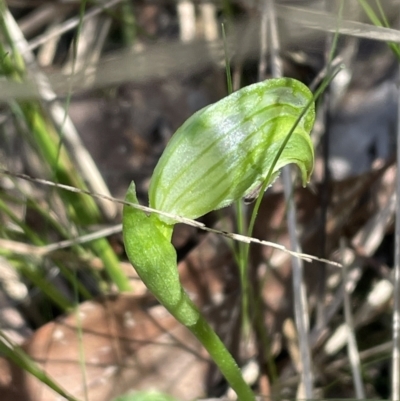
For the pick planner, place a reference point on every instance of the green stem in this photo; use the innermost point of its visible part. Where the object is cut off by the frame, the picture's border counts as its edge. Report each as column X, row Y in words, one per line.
column 223, row 359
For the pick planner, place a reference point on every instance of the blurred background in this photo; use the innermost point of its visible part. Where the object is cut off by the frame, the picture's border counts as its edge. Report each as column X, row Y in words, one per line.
column 90, row 94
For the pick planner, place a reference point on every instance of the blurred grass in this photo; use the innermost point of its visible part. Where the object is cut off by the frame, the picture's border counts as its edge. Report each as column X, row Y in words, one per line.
column 66, row 216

**********

# [To be done]
Reproduce every item above word for word, leaving out the pictures.

# [Final answer]
For the pick planner, place a reference point on every instance of the green stem in this photo; use the innermost point of its visible part. Where the object is cut off by the frame, the picture's border counts as its edge. Report each as column X, row Y in words, one per line.
column 223, row 359
For the pick planner, place a reference point on every instance of the blurred background in this photo; use the innermost point of its visible part. Where the object is cut off by the frame, the picture's border counts as its edge. Report each as column X, row Y in words, one per line.
column 90, row 94
For the pick planner, place a reference point on every instance of the blurred grass in this photo; use the innermost point of its visible part. Where the object is cut off by the frame, the picture's border counts as its edge. Report each as column X, row Y in words, one per line.
column 66, row 216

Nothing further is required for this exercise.